Task objective:
Go through the records and count every line that holds "blaze". Only the number belongs in the reply.

Available records:
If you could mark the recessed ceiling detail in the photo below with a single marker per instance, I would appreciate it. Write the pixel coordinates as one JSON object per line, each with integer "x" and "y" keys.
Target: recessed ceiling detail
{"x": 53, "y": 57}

==

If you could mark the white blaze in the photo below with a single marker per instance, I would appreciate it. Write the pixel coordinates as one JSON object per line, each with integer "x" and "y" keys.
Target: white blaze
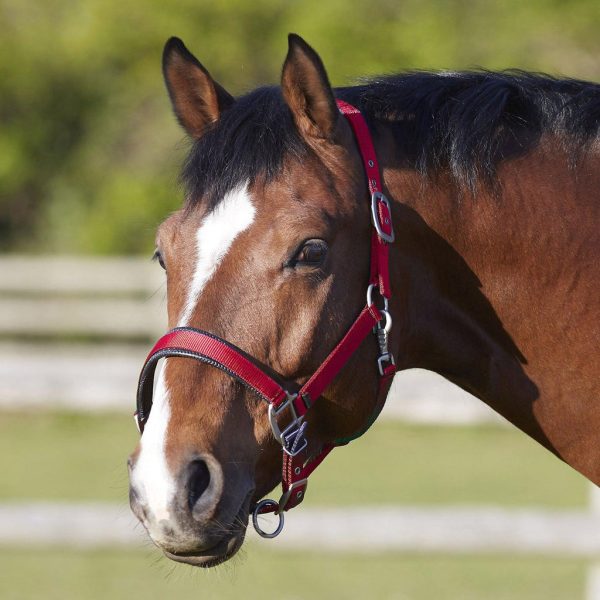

...

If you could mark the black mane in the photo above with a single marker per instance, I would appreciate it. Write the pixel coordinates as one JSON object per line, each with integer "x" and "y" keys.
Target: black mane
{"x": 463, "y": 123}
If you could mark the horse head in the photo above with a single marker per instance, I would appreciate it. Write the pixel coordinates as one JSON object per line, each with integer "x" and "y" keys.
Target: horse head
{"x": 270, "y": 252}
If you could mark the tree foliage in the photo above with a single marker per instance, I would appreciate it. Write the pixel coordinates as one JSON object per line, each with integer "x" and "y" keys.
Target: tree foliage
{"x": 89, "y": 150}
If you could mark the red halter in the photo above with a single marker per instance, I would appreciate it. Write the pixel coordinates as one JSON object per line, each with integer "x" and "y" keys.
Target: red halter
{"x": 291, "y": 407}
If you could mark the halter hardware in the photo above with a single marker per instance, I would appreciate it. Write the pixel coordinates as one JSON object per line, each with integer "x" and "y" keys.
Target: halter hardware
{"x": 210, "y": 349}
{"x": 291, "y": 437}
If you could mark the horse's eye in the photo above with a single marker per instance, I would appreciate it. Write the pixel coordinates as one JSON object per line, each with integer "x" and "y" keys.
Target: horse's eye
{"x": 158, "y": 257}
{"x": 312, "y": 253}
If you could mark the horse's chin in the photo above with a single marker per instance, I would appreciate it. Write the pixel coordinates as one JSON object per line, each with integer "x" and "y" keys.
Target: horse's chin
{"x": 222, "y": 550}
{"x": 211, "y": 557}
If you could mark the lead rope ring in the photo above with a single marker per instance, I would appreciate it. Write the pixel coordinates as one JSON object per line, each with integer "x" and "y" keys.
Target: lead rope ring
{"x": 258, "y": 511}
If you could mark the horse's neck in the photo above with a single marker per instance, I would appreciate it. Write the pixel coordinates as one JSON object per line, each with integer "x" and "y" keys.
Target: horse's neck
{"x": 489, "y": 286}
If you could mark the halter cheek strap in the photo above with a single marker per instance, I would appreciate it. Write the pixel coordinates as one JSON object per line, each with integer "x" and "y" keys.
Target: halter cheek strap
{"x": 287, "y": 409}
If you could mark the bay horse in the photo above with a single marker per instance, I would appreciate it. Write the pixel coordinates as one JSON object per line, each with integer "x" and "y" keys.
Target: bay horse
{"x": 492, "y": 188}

Response area:
2